Problems and tasks:
1 – Answer these questions about the post on commutators in Mathematica:
(a) What organization does the post list?
(b) How does the author describe the answer in the first sentence after the greeting?
(c) What date and time does the post give?
2 – From the post on commutators in Mathematica, output the passage starting with "- References: <7ct2c2$83g@smc.vnet.net>" and going on through "what you want.".
3 – Name every header field that appears at the top of the post on commutators in Mathematica.

Text to read:
start

Re: Commutators and Operator Powers in Mathematica
- To: mathgroup at smc.vnet.net
- Subject: [mg16687] Re: Commutators and Operator Powers in Mathematica
- From: "Peltio" <pelt.ioNOS at PAMiol.it>
- Date: Sat, 20 Mar 1999 02:09:00 -0500
- Organization: Peltio Inc.
- References: <7ct2c2$83g@smc.vnet.net>
- Sender: owner-wri-mathgroup at wolfram.com
Alan,
This is a minimum effort answer. Just a simple (alas, neither elegant
nor functional) way to do what you want.
>As an example, I have two operators L0 and L1 that act on arbitrary
>(well say infinitely differentiable) functions f[x]
L0[f_,t_Symbol:x]:=t f
L1[f_,t_Symbol:x]:= a t^(3/2) D[f,t] + b t^2 D[f,{t,2}]
L0[f[w],w]
w*f[w]
L1[f[x]]
b*f''[x]*x^2 + a*f'[x]*x^(3/2)
>Now what I want to do is be able to evaluate repeated commutators
>and powers of these operators.
Commutator[L0_,L1_]:=L0[L1[#]]-L1[L0[#]]&
Commutator[L0,L2]
L0(L2(#1))-L2(L0(#1))&
Commutator[L0,L2][f[x]]
x L2(f(x))-L2(x f(x))
>For example, the first commutator should evaluate to:
>[L0,L1]f[x] = x L1 f[x] - L1 (x f[x]) =
> -a x^(3/2) f[x] - 2 b x^2 D[f[x],x]
Commutator[L0,L1][f[x]]//Simplify
-2*b*f'[x]*x^2 - a*f[x]*x^(3/2)

end

Record excerpts:
start

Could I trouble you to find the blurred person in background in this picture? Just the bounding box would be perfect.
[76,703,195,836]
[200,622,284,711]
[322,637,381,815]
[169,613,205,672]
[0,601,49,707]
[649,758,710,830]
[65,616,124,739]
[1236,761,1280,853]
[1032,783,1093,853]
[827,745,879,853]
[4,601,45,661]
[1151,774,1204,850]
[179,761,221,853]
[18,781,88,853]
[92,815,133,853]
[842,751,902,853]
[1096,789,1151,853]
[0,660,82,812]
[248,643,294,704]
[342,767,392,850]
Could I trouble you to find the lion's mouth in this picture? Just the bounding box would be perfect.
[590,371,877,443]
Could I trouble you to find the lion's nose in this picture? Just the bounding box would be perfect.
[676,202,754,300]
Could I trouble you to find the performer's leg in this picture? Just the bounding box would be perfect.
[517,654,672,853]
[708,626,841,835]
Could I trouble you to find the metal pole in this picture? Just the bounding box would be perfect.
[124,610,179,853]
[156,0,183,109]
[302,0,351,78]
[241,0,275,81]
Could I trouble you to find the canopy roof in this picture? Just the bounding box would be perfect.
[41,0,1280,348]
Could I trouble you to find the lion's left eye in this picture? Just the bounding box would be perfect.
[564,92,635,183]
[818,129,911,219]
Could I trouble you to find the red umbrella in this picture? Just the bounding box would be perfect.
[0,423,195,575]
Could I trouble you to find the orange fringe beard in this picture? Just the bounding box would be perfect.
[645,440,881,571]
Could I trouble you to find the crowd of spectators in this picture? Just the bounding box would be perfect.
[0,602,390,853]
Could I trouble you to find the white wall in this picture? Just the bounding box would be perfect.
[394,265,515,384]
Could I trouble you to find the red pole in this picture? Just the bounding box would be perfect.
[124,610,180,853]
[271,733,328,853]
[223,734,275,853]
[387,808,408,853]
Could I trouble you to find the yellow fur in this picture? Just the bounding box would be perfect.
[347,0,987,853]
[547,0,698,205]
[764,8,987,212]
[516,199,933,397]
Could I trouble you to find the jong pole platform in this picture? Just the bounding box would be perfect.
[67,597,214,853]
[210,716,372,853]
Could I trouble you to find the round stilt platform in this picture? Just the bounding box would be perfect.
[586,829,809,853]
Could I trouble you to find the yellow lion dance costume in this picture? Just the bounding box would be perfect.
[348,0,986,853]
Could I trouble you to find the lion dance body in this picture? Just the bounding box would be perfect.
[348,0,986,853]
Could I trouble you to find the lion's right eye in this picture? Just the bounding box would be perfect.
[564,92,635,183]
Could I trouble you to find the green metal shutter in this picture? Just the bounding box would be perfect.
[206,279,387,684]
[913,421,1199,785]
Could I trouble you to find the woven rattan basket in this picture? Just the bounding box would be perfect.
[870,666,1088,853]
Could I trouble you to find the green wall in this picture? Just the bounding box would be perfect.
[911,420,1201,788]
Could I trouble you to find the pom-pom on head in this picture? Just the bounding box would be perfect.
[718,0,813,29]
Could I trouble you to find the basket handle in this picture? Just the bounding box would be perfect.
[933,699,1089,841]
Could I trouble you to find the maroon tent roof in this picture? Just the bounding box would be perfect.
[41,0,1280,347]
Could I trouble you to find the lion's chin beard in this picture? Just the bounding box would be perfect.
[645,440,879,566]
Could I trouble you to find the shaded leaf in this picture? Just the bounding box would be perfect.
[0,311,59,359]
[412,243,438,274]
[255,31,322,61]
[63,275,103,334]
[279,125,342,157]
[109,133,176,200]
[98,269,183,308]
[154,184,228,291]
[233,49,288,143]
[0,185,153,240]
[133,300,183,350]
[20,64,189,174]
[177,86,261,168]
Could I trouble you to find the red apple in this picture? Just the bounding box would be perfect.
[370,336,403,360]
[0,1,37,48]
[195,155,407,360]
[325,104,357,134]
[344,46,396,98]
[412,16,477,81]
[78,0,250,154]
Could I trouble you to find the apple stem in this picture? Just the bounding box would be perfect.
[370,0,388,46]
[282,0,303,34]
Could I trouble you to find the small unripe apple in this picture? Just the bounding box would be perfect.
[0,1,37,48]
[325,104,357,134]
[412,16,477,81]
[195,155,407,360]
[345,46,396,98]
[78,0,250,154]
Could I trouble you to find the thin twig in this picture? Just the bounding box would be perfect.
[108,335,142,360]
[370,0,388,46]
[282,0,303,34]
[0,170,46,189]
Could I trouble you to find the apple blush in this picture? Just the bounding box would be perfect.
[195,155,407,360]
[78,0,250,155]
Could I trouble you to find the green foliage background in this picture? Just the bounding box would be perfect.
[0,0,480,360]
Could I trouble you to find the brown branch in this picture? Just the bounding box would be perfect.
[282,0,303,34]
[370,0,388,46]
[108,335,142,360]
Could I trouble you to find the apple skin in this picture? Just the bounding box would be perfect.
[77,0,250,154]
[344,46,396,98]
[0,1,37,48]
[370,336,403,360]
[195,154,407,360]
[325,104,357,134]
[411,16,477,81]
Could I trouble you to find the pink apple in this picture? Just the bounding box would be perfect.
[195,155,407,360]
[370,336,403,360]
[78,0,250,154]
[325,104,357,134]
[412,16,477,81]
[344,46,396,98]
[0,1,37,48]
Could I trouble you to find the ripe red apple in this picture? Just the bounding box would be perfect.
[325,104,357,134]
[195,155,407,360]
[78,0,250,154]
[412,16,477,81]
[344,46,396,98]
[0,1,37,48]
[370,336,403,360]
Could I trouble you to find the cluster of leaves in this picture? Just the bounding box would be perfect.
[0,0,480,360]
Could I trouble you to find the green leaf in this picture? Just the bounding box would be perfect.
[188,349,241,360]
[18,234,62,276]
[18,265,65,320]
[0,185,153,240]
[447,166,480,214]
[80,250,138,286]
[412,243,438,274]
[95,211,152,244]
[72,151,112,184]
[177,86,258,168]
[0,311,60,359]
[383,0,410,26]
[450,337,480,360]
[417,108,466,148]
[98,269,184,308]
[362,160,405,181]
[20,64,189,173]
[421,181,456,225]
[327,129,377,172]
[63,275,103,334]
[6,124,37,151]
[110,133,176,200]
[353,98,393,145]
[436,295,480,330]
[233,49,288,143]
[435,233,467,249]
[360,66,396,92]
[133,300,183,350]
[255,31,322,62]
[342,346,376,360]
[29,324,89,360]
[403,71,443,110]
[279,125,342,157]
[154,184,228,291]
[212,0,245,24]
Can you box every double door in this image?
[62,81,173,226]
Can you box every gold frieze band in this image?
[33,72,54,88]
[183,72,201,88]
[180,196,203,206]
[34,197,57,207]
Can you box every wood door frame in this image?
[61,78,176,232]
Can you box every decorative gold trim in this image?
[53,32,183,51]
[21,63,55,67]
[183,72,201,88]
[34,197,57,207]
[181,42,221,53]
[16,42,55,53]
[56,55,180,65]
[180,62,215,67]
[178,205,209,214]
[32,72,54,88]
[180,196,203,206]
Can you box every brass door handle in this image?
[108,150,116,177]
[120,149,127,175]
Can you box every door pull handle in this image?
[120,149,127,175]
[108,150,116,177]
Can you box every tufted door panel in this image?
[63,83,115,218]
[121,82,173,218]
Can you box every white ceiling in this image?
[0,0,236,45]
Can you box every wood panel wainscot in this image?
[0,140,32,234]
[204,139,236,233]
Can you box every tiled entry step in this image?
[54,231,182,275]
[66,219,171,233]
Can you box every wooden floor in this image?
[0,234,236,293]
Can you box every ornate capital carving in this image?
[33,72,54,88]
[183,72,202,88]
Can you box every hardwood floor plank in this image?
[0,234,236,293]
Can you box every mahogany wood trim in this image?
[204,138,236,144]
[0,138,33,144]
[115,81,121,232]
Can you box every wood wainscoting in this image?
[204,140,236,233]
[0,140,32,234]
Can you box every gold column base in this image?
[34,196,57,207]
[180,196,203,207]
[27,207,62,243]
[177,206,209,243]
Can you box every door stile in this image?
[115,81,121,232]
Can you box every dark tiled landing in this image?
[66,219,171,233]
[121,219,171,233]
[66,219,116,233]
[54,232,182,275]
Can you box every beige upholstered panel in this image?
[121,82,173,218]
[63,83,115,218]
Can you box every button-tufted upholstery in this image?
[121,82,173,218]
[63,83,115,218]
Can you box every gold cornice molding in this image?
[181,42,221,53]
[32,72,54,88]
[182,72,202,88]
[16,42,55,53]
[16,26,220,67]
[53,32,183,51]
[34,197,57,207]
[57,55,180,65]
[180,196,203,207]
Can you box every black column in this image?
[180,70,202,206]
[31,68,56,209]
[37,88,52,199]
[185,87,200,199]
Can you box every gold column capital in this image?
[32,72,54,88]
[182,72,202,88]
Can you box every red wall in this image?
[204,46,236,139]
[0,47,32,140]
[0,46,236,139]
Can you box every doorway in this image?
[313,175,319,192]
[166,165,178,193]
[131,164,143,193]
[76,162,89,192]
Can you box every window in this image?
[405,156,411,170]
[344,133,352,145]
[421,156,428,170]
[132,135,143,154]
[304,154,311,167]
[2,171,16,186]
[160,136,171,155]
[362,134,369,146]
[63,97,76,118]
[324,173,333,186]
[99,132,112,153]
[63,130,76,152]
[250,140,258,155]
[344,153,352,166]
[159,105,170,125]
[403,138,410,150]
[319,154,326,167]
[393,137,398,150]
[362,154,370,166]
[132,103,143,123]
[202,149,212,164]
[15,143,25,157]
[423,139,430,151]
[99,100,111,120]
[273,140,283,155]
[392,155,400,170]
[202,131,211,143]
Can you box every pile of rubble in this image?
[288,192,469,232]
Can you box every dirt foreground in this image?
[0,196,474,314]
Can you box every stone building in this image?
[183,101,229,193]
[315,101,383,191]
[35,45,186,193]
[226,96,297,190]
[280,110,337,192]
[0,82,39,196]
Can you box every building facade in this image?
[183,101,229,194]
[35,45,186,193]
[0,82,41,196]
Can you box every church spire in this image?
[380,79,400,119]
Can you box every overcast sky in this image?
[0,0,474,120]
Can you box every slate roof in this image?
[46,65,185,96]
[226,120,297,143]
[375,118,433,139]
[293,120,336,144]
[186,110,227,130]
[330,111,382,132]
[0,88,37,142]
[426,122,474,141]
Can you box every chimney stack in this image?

end

Response list:
1 –
(a) Peltio Inc.
(b) As a minimum effort answer.
(c) Sat, 20 Mar 1999 02:09:00 -0500.

2 –
- References: <7ct2c2$83g@smc.vnet.net>
- Sender: owner-wri-mathgroup at wolfram.com
Alan,
This is a minimum effort answer. Just a simple (alas, neither elegant
nor functional) way to do what you want.

3 – To, Subject, From, Date, Organization, References, Sender